In chavistischer Tradition
Von Julieta Daza, Caracas
Vor 26 Jahren rief Venezuelas damaliger Präsident Hugo Chávez zu einem historischen Referendum auf. Die Mehrheit der venezolanischen Bevölkerung, allen voran die armen Massen, entschieden sich für eine Verfassunggebende Versammlung, aus der dann eine neue Verfassung entstand. Es war der Beginn der sogenannten Bolivarischen Revolution, die die Macht der Oligarchen und Großgrundbesitzer im Land brach. Der aktuelle Präsident Nicolás Maduro sieht sich als Nachfolger dieses Erbes.
Die Kommunalwahlen vom vergangenen Sonntag stehen jedenfalls klar in der chavistischen Tradition. Sie bringen den Versuch zum Ausdruck, eine direkte Demokratie unter Beteiligung der breiten Massen zu erreichen – und die Produktivität zu erhöhen – anstelle der bürgerlichen repräsentativen Demokratie. Ziele, denen verschiedene Hindernisse im Weg stehen: allen voran die US-Wirtschaftsblockade, aber auch die Abhängigkeit vom Ölexport sowie einige Eigenschaften des venezolanischen Staates.
┄┄┄┄┄┄┄┄┄┄
__WORUM ES GEHT__: Setze den Artikel über die Kommunalwahlen in Venezuela im Anschluss an seinen letzten Satz fort.

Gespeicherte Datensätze
┄┄┄┄┄┄┄┄┄┄
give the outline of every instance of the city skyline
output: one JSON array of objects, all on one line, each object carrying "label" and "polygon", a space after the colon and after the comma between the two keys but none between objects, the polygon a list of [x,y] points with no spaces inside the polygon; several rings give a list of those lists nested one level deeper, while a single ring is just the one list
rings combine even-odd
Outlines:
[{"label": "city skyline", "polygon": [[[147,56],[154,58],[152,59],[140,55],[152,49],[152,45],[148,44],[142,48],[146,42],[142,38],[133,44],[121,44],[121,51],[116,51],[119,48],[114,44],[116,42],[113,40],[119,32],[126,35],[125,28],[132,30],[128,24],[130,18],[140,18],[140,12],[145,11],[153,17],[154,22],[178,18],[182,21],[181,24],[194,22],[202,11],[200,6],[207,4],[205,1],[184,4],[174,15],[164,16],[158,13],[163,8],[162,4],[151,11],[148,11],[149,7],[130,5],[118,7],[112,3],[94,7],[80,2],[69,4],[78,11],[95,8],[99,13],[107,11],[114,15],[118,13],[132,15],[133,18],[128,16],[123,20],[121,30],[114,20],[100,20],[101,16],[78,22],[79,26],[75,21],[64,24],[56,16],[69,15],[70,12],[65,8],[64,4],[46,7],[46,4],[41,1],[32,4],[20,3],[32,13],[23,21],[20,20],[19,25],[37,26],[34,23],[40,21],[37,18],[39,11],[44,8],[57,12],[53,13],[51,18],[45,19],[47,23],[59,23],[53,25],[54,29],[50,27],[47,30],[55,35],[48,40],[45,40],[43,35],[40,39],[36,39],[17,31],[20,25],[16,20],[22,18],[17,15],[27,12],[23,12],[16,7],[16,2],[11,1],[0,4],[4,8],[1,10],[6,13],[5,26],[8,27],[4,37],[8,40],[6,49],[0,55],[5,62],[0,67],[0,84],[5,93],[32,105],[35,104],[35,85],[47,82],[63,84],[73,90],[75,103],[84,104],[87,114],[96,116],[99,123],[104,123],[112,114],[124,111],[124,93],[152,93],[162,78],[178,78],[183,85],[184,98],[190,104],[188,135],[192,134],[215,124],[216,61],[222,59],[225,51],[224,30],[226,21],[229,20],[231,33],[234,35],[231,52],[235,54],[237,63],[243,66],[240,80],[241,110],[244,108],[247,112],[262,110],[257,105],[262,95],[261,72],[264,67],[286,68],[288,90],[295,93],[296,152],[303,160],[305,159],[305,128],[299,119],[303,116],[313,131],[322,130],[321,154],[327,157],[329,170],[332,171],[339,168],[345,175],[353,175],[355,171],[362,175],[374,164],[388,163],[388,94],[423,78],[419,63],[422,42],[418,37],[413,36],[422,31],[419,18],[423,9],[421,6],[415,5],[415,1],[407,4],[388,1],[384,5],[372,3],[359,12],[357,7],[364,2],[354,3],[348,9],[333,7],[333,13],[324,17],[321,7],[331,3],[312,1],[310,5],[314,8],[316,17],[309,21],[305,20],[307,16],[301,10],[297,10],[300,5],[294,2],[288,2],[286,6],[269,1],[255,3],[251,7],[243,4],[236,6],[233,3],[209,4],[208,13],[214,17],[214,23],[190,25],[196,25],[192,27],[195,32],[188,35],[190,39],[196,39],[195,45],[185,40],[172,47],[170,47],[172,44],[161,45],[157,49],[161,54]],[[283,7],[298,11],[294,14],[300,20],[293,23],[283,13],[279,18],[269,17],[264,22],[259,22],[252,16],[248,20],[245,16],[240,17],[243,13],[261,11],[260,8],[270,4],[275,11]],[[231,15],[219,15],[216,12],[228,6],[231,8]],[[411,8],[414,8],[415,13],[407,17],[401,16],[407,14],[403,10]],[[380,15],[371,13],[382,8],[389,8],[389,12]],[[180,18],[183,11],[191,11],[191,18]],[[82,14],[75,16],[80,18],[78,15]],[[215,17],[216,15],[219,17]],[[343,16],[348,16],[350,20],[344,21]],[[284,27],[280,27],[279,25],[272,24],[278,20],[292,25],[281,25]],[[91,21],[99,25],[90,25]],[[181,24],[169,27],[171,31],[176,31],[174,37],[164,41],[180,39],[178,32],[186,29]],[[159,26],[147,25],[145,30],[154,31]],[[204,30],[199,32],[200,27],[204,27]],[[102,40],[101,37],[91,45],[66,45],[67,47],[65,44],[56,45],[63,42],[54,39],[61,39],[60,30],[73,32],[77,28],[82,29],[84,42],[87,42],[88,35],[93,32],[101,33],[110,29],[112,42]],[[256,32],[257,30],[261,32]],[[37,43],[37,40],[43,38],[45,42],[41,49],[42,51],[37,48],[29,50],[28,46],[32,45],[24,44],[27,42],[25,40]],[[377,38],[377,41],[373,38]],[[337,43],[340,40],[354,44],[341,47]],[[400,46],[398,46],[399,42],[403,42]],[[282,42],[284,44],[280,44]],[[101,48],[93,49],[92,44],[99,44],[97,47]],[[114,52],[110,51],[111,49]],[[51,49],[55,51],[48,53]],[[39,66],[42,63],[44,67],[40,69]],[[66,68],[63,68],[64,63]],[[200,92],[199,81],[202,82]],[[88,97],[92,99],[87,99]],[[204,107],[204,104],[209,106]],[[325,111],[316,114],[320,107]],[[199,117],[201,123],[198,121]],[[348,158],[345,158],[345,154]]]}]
┄┄┄┄┄┄┄┄┄┄
__ANTWORT__:
Bei der sogenannten nationalen Volkswahl handelte es sich schon um die zweite dieser Art in diesem Jahr und um die vierte insgesamt, denn 2024 hatten bereits zwei dieser Wahlprozesse stattgefunden. Dabei stimmen organisierte Gemeinden über verschiedene soziale Projekte ab, die dann vom Staat finanziert werden. An den jüngsten Wahlen haben mehr als 5.000 Kommunen teilgenommen. Im 2010 beschlossenen Gesetz zu den Kommunen werden diese wie folgt definiert: Es handle sich um sozialistische Lebensräume, denen die Gemeinde durch gemeinsame Geschichte und Kultur sowie produktive Tätigkeiten verbunden ist und in denen Souveränität und politische Beteiligung ausgeübt werden.
Alle Menschen ab 15 Jahren, die einer der Kommunen angehören, konnten in den mehr als 5.000 Wahllokalen ihre Stimme für eines der vorher vorgeschlagenen Sozialprojekte abgeben. Landesweit seien insgesamt etwa 36.000 Initiativen vorgelegt worden. Die Zahlen stammen vom Vizepräsidenten des Nationalen Wahlrats. Die Projekte, über die bei den Kommunalwahlen abgestimmt wurde, umfassen meist Initiativen wie die Sanierung von Wohnungen und Gemeinderäumen, die Verbesserung der Wasser- und Stromversorgung oder die Errichtung von Bildungs- und Gesundheitszentren, Straßen sowie Sport- und Freizeitanlagen.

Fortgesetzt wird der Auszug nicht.